* _GOAL OF THE EXERCISE_:
While copying the entries exactly, leave out each picture they contain.

[Extracted records]
■ ■ ■ ■ ■ ■ ■

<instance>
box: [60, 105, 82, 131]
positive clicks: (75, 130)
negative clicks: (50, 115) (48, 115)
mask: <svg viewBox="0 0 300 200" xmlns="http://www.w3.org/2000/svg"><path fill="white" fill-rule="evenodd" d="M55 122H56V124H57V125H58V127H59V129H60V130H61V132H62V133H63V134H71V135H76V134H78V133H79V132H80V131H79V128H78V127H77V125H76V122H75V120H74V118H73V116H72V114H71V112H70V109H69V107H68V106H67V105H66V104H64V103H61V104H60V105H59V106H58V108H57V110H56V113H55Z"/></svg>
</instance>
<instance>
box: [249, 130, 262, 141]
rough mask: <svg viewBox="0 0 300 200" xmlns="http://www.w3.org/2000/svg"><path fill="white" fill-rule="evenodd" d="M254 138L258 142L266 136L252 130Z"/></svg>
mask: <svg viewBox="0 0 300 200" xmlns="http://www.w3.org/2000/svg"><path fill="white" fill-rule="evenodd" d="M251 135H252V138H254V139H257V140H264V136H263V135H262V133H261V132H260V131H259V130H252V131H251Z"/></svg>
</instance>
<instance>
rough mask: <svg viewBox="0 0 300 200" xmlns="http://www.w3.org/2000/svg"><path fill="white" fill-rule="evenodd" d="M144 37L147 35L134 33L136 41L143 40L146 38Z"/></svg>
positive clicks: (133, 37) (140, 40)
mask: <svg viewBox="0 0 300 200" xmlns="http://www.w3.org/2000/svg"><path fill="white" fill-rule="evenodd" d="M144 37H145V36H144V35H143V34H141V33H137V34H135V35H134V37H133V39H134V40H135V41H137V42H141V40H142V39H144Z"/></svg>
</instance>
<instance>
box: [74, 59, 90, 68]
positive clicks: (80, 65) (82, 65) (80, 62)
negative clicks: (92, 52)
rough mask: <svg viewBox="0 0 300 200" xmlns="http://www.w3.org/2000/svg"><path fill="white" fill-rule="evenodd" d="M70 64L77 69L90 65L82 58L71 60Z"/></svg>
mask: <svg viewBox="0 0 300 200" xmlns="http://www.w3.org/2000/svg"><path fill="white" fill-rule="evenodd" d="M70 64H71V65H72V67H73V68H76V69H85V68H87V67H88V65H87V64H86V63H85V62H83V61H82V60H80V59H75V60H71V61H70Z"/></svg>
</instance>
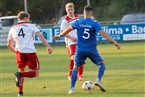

■ ■ ■ ■ ■ ■ ■

* _YOUR SOLUTION_:
<instance>
box: [60, 105, 82, 131]
positive clicks: (75, 130)
negative clicks: (50, 115) (48, 115)
mask: <svg viewBox="0 0 300 200" xmlns="http://www.w3.org/2000/svg"><path fill="white" fill-rule="evenodd" d="M55 122H56V124H57V125H58V127H59V129H60V130H61V132H62V133H63V134H71V135H76V134H78V133H79V132H80V131H79V128H78V127H77V125H76V122H75V120H74V118H73V116H72V114H71V112H70V109H69V107H68V106H67V105H66V104H64V103H61V104H60V105H59V106H58V108H57V110H56V113H55Z"/></svg>
</instance>
<instance>
box: [249, 130, 262, 141]
rough mask: <svg viewBox="0 0 300 200" xmlns="http://www.w3.org/2000/svg"><path fill="white" fill-rule="evenodd" d="M254 138L258 142L266 136L252 130Z"/></svg>
mask: <svg viewBox="0 0 300 200" xmlns="http://www.w3.org/2000/svg"><path fill="white" fill-rule="evenodd" d="M251 135H252V138H254V139H257V140H264V136H263V135H262V133H261V132H260V131H259V130H252V131H251Z"/></svg>
</instance>
<instance>
rough mask: <svg viewBox="0 0 300 200" xmlns="http://www.w3.org/2000/svg"><path fill="white" fill-rule="evenodd" d="M144 37L147 35L134 33L136 41L143 40L146 38Z"/></svg>
positive clicks: (133, 37) (140, 40)
mask: <svg viewBox="0 0 300 200" xmlns="http://www.w3.org/2000/svg"><path fill="white" fill-rule="evenodd" d="M144 37H145V36H144V35H143V34H141V33H137V34H135V35H134V37H133V39H134V40H135V41H137V42H141V40H142V39H144Z"/></svg>
</instance>
<instance>
box: [74, 59, 90, 68]
positive clicks: (80, 65) (82, 65) (80, 62)
negative clicks: (92, 52)
rough mask: <svg viewBox="0 0 300 200" xmlns="http://www.w3.org/2000/svg"><path fill="white" fill-rule="evenodd" d="M70 64L77 69L90 65L82 58L71 60Z"/></svg>
mask: <svg viewBox="0 0 300 200" xmlns="http://www.w3.org/2000/svg"><path fill="white" fill-rule="evenodd" d="M70 64H71V65H72V67H73V68H76V69H85V68H87V67H88V65H87V64H86V63H85V62H83V61H82V60H80V59H75V60H71V61H70Z"/></svg>
</instance>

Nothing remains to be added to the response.